======== SELECTED EXTRACT ========

Voice plays a primary role in the differentiation of most consonants including the nasals but excluding the plosives. The plosives b, d, and g are voiceless and differ from p, t and k only by their lack of aspiration. Preaspiration occurs before geminate (long or double consonants) p, t and k. It does not occur before geminate b, d or g. Pre-aspirated tt is analogous etymologically and phonetically to German and Dutch cht (compare Icelandic nótt, dóttir with the German Nacht, Tochter and the Dutch nacht, dochter).
- /n̥ n tʰ t/ are laminal denti-alveolar, /s/ is apical alveolar, /θ ð/ are alveolar non-sibilant fricatives; the former is laminal, while the latter is usually apical.
- The voiceless continuants /f s θ ç x h/ are always constrictive [f s̺ θ̠ ç x h], but the voiced continuants /v ð j ɣ/ are not very constrictive and are often closer to approximants [ʋ ð̠˕ j ɰ] than fricatives [v ð̠ ʝ ɣ].
- A phonetic analysis reveals that the voiceless lateral approximant [l̥] is, in practice, usually realized with considerable friction, especially word-finally or syllable-finally, i. e., essentially as a voiceless alveolar lateral fricative [ɬ].

======== DATA ENTRIES ========

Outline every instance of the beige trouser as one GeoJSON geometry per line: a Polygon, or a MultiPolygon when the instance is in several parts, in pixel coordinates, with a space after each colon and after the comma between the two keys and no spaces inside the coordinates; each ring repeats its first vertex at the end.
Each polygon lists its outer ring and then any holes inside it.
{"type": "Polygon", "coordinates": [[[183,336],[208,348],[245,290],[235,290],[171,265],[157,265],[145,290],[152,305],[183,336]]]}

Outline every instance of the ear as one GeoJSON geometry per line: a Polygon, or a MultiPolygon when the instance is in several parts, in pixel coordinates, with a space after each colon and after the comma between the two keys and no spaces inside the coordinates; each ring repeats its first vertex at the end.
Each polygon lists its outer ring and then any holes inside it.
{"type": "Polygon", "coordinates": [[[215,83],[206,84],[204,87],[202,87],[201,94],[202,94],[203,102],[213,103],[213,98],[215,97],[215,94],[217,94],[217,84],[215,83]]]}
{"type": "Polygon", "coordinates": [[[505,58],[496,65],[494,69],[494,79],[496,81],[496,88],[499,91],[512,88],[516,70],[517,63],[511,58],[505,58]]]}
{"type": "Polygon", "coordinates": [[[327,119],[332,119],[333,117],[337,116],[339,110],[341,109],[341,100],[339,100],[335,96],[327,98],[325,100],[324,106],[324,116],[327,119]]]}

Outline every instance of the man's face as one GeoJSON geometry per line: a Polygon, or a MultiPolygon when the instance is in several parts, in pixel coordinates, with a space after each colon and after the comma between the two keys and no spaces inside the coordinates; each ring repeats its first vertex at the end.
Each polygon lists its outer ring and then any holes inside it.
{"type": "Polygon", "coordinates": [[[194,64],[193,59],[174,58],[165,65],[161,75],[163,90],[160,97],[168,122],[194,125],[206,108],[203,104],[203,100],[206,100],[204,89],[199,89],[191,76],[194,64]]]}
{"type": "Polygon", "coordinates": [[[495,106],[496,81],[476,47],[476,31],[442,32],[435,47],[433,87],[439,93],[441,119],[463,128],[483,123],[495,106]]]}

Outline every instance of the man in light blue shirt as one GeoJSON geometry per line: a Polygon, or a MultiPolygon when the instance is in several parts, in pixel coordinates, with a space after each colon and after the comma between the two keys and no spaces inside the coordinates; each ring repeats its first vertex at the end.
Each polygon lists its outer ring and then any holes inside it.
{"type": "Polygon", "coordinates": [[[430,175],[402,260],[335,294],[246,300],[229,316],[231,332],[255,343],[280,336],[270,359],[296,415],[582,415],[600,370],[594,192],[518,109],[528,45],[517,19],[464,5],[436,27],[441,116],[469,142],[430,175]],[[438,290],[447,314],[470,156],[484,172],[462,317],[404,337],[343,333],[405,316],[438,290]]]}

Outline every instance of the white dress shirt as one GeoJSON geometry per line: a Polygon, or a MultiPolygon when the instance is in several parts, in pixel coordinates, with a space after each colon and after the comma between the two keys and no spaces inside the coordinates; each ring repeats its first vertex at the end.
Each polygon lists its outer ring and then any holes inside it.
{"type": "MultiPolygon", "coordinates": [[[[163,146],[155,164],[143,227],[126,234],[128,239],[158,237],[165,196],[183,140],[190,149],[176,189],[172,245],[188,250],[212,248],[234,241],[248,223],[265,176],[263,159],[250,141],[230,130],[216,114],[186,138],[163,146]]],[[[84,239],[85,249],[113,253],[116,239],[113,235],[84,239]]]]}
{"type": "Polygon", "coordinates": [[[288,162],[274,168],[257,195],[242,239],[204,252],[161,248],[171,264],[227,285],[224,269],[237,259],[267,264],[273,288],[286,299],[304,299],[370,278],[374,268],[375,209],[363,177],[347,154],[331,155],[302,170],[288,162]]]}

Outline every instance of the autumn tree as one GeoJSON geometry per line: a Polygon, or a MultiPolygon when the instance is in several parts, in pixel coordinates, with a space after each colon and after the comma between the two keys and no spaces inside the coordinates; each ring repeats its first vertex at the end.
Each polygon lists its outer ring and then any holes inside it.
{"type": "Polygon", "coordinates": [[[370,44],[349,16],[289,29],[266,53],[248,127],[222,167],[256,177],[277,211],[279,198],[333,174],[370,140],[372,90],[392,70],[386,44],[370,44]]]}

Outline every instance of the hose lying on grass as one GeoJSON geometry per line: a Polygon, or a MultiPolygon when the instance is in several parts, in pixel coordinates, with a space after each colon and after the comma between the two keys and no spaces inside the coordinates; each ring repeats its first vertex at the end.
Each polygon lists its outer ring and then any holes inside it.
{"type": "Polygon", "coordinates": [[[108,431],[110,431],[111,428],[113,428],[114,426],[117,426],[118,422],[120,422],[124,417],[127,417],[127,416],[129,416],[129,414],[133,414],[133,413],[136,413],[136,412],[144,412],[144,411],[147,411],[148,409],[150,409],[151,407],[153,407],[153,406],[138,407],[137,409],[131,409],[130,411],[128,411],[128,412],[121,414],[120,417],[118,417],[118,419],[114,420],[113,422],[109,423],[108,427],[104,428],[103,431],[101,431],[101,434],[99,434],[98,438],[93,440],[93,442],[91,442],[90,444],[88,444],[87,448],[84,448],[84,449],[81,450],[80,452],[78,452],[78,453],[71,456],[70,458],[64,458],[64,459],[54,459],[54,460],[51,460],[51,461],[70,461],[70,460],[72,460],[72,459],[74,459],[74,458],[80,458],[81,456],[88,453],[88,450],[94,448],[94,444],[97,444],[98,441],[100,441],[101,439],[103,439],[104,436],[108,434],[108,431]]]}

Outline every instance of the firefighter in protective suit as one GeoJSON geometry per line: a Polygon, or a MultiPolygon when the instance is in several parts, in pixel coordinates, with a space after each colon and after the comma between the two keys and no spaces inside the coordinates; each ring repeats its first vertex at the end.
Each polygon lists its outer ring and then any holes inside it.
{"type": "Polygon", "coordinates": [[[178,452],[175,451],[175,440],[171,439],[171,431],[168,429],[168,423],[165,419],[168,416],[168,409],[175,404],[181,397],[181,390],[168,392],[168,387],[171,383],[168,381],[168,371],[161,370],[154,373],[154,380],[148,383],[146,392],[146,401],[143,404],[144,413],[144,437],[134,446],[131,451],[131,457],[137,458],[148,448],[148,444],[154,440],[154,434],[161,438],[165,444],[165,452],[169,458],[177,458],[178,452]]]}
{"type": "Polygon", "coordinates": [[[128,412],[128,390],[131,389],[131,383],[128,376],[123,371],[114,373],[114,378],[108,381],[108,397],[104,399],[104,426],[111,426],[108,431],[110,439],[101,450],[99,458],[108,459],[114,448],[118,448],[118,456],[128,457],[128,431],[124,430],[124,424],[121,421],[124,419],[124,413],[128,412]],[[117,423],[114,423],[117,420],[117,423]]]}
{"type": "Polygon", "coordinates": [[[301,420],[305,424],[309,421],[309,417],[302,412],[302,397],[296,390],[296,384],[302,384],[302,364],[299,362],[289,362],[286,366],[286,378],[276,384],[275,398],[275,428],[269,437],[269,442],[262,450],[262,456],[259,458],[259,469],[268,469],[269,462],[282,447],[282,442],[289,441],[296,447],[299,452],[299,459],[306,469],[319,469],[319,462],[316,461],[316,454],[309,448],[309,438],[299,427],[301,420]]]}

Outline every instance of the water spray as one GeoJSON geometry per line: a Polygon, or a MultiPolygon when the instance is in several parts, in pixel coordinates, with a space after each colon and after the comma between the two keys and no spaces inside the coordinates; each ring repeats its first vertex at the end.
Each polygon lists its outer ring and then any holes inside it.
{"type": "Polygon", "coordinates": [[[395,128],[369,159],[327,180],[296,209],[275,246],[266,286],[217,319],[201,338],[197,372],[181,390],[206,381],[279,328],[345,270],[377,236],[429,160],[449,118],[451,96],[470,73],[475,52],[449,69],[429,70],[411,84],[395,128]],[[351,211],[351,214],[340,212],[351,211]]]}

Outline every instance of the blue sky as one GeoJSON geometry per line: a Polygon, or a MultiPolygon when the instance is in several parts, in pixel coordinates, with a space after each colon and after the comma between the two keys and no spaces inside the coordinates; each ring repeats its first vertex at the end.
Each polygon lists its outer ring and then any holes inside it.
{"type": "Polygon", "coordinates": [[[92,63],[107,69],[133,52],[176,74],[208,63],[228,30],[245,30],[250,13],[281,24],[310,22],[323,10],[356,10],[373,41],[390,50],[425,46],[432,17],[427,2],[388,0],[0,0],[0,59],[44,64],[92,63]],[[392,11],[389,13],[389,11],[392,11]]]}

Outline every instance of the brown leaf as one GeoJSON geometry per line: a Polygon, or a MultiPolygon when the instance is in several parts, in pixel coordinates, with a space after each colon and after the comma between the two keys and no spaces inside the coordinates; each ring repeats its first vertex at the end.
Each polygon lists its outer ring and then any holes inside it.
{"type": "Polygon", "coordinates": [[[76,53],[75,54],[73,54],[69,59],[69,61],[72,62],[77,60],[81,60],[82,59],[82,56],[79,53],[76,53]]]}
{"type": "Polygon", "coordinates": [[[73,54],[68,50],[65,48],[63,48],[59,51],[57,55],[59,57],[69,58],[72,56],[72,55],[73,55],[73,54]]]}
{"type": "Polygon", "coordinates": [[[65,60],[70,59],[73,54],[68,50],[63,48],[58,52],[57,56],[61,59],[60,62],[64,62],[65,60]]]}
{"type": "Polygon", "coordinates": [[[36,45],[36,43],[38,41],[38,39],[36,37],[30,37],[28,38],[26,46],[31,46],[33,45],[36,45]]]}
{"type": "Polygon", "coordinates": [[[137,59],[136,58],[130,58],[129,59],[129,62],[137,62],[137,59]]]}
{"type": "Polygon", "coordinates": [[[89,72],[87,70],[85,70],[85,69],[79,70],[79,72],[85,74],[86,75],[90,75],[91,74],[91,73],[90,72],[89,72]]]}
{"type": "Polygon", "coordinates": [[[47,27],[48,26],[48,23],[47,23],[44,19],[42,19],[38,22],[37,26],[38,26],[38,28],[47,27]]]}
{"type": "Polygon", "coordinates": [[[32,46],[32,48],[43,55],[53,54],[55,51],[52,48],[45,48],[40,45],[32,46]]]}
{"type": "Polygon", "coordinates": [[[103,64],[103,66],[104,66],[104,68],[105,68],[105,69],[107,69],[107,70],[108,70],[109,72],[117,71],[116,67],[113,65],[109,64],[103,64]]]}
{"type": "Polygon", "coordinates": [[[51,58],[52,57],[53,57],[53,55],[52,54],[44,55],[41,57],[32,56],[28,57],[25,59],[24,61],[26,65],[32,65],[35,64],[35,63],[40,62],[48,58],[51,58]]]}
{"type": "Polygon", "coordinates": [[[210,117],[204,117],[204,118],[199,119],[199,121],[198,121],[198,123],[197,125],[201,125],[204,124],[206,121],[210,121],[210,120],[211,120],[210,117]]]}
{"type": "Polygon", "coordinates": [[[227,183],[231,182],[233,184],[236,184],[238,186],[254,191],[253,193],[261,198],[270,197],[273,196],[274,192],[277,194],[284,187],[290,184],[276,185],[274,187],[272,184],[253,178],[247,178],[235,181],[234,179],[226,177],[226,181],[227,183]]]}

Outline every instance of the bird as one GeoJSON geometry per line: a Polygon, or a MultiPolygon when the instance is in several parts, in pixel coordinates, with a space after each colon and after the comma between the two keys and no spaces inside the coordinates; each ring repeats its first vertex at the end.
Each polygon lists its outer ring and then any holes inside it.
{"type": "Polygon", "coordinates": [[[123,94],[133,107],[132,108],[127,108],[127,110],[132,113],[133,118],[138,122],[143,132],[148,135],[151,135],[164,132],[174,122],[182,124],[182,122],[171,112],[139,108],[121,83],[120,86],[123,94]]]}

========

EXERCISE TASK A »
Answer these questions using the passage on Icelandic consonants:
(i) Before which geminate consonants does preaspiration occur?
(ii) Which continuants are always constrictive?
(iii) How is the voiceless lateral approximant usually realized in practice?
EXERCISE TASK B »
Rewrite the stretch of the Icelandic consonants passage from "- A phonetic" through "lateral fricative [ɬ].", swapping "considerable" for "noticeable".

WORKED ANSWER A »
(i) Geminate p, t and k.
(ii) The voiceless continuants /f s θ ç x h/.
(iii) With considerable friction, especially word-finally or syllable-finally, essentially as a voiceless alveolar lateral fricative [ɬ].

WORKED ANSWER B »
- A phonetic analysis reveals that the voiceless lateral approximant [l̥] is, in practice, usually realized with noticeable friction, especially word-finally or syllable-finally, i. e., essentially as a voiceless alveolar lateral fricative [ɬ].